In the records below, the line that contains "Each instance of the black" marks the start. Copy it and each line after it through the end, exactly, without pictures.

=== RECORDS FOR THE EXERCISE ===
- - - -

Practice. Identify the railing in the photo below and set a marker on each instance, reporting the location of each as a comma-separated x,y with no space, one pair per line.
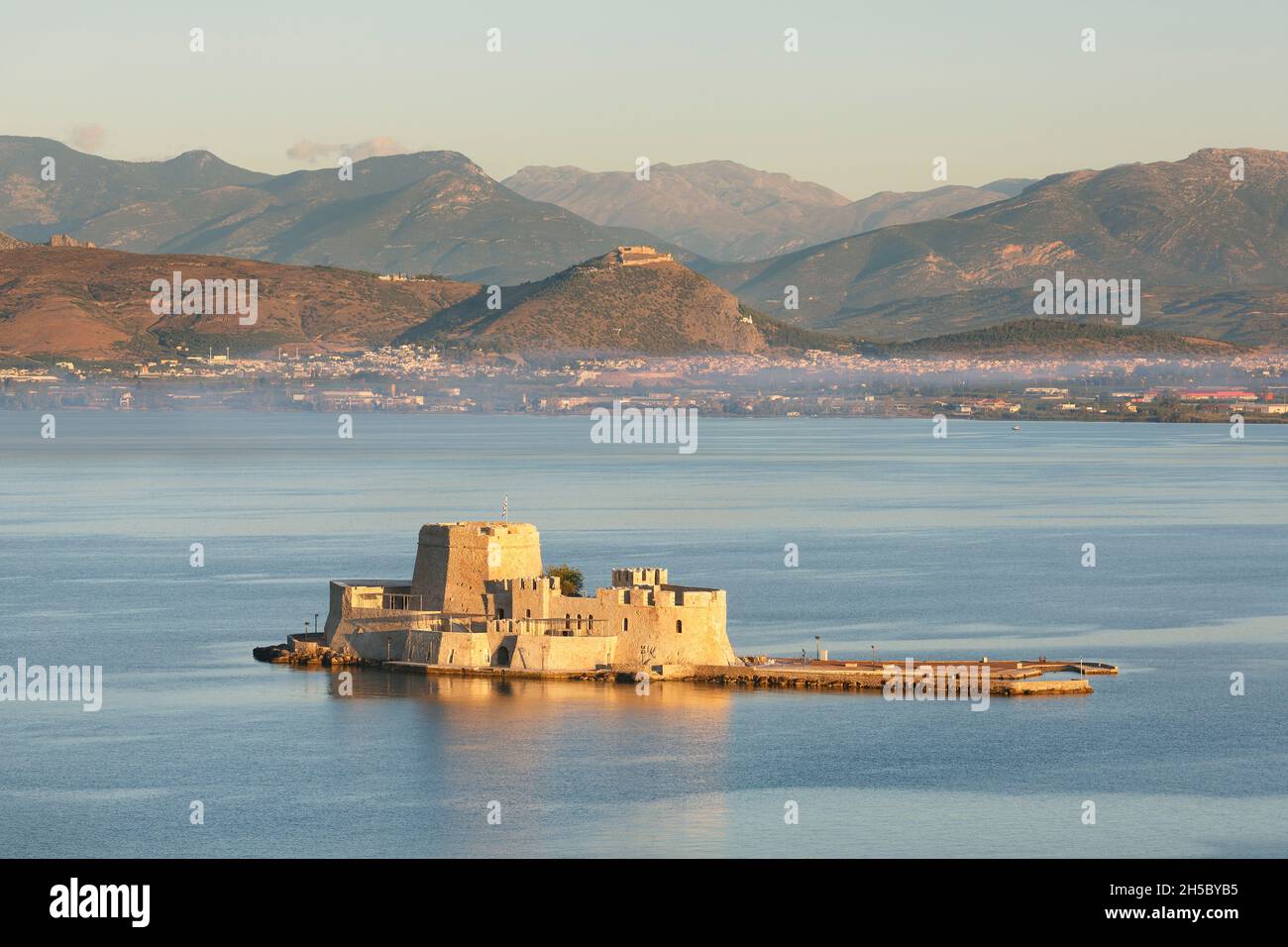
400,602
481,624
554,628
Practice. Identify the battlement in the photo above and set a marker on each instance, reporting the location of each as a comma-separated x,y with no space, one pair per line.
639,575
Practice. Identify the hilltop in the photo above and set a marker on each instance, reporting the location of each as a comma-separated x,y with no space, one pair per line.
621,302
728,211
429,211
93,303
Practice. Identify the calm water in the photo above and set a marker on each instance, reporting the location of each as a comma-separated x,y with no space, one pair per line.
964,547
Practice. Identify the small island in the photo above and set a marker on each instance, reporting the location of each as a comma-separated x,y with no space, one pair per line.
481,603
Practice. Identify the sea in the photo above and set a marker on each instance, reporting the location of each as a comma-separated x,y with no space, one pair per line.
863,536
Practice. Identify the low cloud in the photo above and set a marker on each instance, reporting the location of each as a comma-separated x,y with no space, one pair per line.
317,151
88,137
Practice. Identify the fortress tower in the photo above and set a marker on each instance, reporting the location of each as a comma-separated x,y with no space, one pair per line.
480,598
455,561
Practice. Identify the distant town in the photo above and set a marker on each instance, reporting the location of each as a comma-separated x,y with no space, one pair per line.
412,379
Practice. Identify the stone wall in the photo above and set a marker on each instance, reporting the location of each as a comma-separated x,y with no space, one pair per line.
454,561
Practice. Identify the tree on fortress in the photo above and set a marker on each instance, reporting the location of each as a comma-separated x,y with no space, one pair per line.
570,579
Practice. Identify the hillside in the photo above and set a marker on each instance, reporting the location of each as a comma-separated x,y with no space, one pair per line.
86,303
604,305
429,211
729,211
1184,228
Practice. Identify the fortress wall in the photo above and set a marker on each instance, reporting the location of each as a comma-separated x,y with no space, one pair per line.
649,634
455,560
550,654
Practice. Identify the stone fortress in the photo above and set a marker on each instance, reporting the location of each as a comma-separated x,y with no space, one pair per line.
480,598
481,603
638,256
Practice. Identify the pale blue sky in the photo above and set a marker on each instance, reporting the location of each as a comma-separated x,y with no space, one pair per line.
876,91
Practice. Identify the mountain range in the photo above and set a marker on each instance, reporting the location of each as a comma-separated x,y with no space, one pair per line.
728,211
1211,254
424,213
94,303
1209,247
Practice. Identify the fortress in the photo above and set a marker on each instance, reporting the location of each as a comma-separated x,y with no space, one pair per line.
480,598
639,256
481,603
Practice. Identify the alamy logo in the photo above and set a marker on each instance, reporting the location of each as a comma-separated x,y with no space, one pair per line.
651,425
1087,298
68,684
936,684
102,900
179,296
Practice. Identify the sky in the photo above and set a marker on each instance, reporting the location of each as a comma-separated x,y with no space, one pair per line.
874,95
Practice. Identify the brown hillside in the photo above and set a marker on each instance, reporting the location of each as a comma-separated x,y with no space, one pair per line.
660,307
97,304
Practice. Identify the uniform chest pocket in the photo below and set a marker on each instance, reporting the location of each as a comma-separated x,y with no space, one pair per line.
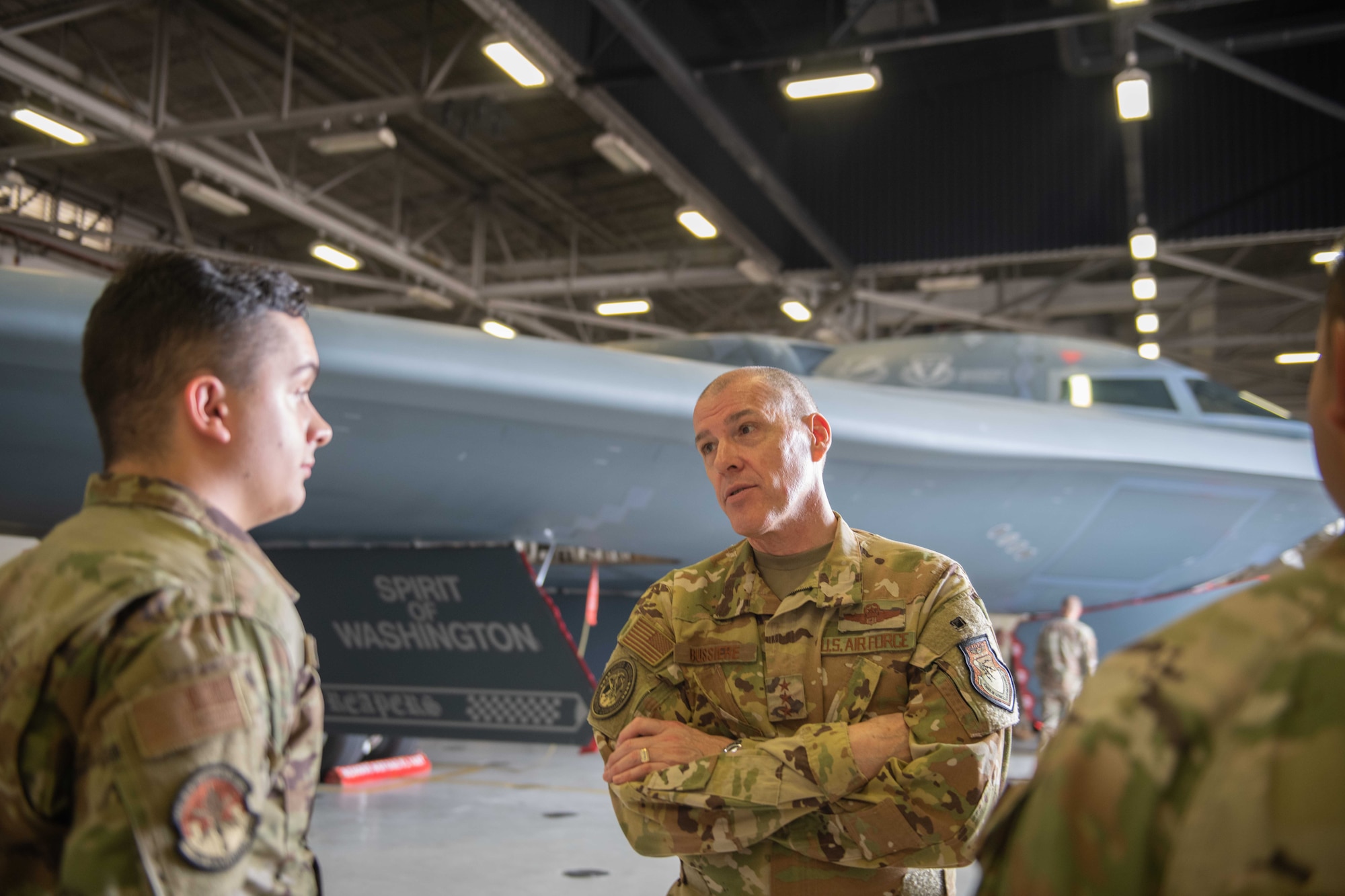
851,701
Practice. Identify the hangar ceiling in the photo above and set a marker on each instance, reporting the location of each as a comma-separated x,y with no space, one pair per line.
985,185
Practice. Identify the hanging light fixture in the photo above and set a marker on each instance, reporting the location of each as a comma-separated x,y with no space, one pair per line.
498,329
796,310
1132,89
514,64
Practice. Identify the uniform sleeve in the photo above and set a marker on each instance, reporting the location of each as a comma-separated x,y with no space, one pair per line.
921,811
1087,821
929,813
719,803
178,758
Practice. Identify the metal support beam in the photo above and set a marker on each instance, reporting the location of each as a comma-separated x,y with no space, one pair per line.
501,306
598,284
665,60
1217,341
135,128
1237,67
1230,275
946,313
315,116
71,15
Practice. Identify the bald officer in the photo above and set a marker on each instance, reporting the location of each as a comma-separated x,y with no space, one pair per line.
161,717
816,709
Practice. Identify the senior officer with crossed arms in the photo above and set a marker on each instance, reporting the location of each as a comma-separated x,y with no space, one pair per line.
816,709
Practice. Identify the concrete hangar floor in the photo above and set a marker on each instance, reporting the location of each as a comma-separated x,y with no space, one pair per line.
497,818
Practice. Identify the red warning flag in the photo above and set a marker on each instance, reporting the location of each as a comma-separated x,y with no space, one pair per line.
591,607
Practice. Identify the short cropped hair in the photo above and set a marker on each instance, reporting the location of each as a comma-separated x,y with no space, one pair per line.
790,393
163,319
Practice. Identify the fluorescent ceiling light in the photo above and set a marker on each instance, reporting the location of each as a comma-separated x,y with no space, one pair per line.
832,84
336,145
1144,287
621,154
623,307
697,224
1264,403
1133,95
498,330
1144,244
217,201
956,283
1081,391
514,64
334,256
50,127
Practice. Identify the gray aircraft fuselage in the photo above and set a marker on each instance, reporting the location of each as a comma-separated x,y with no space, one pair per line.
445,434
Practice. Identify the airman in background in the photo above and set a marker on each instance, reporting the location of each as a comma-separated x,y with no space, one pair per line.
161,716
816,709
1067,655
1207,758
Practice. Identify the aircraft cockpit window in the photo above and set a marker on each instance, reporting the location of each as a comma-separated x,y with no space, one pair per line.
1136,393
1218,399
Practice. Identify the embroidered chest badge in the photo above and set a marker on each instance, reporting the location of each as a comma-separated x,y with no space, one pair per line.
615,689
989,676
874,615
212,817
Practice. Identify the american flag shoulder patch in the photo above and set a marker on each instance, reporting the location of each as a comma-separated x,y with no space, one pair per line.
645,639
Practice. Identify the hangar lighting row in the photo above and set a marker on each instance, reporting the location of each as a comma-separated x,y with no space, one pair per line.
52,127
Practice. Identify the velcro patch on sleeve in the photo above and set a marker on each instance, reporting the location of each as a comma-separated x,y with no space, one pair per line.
715,653
184,715
645,639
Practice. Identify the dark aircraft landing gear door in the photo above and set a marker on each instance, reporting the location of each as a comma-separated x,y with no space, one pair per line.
439,642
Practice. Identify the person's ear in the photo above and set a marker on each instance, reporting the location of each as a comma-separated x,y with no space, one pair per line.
821,431
208,409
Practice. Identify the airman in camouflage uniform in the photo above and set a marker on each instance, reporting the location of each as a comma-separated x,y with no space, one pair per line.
1207,758
879,630
145,641
1067,655
161,713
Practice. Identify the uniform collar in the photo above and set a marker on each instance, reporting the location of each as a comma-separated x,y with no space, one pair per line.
162,494
837,581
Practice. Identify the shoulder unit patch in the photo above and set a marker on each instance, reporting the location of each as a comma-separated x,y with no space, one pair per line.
989,676
645,639
615,689
212,817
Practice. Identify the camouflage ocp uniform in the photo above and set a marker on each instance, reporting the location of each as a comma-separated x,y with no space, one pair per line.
880,627
1067,655
1206,759
161,715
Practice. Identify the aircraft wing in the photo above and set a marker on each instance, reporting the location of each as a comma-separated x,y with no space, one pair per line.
445,434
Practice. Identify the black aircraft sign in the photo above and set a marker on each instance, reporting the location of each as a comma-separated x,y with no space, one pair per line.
439,642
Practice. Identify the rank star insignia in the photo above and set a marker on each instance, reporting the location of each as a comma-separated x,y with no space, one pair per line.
212,817
989,676
615,689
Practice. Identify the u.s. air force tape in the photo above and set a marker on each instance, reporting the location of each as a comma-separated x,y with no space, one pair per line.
615,689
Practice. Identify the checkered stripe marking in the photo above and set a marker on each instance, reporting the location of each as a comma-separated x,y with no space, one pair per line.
514,709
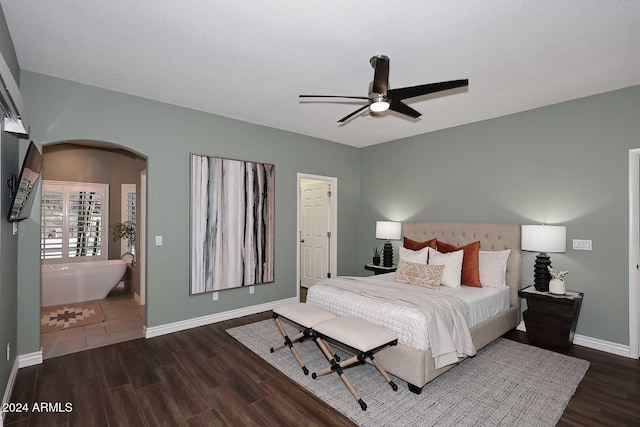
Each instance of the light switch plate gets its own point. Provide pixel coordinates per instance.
(581, 245)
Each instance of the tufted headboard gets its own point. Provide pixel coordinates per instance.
(492, 237)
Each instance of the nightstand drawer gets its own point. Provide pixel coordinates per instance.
(552, 307)
(547, 330)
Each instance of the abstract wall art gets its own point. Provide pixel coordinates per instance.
(232, 223)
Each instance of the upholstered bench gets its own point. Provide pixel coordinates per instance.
(358, 337)
(304, 317)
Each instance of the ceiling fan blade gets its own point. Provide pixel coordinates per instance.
(403, 108)
(333, 96)
(410, 92)
(348, 116)
(381, 74)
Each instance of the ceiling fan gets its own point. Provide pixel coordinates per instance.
(381, 98)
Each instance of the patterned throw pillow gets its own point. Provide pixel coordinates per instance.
(419, 274)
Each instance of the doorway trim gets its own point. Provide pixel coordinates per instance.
(634, 252)
(333, 244)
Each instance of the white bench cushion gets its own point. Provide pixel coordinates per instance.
(356, 333)
(306, 315)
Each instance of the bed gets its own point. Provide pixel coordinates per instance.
(412, 361)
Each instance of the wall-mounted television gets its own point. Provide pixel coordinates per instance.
(24, 185)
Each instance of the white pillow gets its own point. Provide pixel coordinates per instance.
(408, 255)
(452, 262)
(428, 276)
(493, 268)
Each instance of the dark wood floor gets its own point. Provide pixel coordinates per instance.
(203, 377)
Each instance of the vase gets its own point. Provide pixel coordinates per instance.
(556, 286)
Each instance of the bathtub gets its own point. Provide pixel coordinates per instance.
(80, 281)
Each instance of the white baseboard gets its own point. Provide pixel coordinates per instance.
(9, 388)
(30, 359)
(182, 325)
(137, 298)
(594, 343)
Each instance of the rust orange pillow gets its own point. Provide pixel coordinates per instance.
(416, 246)
(470, 262)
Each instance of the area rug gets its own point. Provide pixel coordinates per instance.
(70, 316)
(505, 384)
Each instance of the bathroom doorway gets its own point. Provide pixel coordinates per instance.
(93, 203)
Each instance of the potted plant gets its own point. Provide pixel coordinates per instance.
(376, 255)
(556, 285)
(125, 230)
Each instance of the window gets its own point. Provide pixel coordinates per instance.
(128, 213)
(74, 221)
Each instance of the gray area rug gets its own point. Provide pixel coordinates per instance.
(505, 384)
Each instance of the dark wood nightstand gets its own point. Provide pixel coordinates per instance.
(379, 269)
(551, 319)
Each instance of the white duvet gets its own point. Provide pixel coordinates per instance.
(420, 317)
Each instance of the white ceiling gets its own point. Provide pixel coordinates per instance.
(250, 60)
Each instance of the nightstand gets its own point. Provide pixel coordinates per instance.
(551, 319)
(379, 269)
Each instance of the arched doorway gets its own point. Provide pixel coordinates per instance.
(90, 190)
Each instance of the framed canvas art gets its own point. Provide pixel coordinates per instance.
(232, 223)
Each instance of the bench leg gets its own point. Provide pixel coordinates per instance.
(383, 373)
(335, 366)
(289, 342)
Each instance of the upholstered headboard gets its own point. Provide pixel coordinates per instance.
(492, 237)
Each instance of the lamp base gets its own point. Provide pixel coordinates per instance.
(387, 254)
(541, 273)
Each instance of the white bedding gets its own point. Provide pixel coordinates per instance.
(406, 319)
(482, 303)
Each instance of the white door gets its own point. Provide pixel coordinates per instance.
(314, 231)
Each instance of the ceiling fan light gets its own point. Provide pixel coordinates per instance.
(379, 106)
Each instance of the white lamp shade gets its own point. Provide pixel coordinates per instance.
(544, 238)
(389, 230)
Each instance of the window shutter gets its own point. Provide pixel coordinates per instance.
(52, 224)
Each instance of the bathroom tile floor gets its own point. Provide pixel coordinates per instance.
(123, 321)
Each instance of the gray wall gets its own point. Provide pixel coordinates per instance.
(10, 160)
(60, 110)
(563, 164)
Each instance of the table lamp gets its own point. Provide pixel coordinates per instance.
(389, 230)
(543, 239)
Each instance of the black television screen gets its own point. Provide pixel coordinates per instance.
(23, 195)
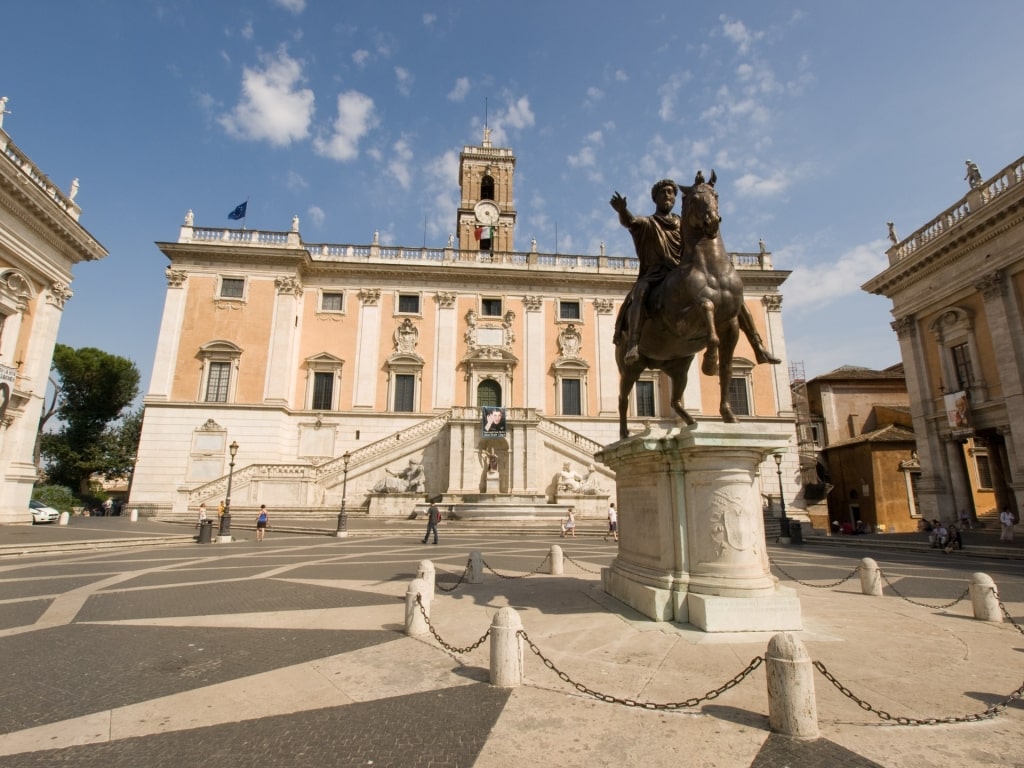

- - - -

=== RESPONSE TO THE TASK ===
Each instance of the black television screen gets its own point. Provide pixel coordinates per instance.
(23, 195)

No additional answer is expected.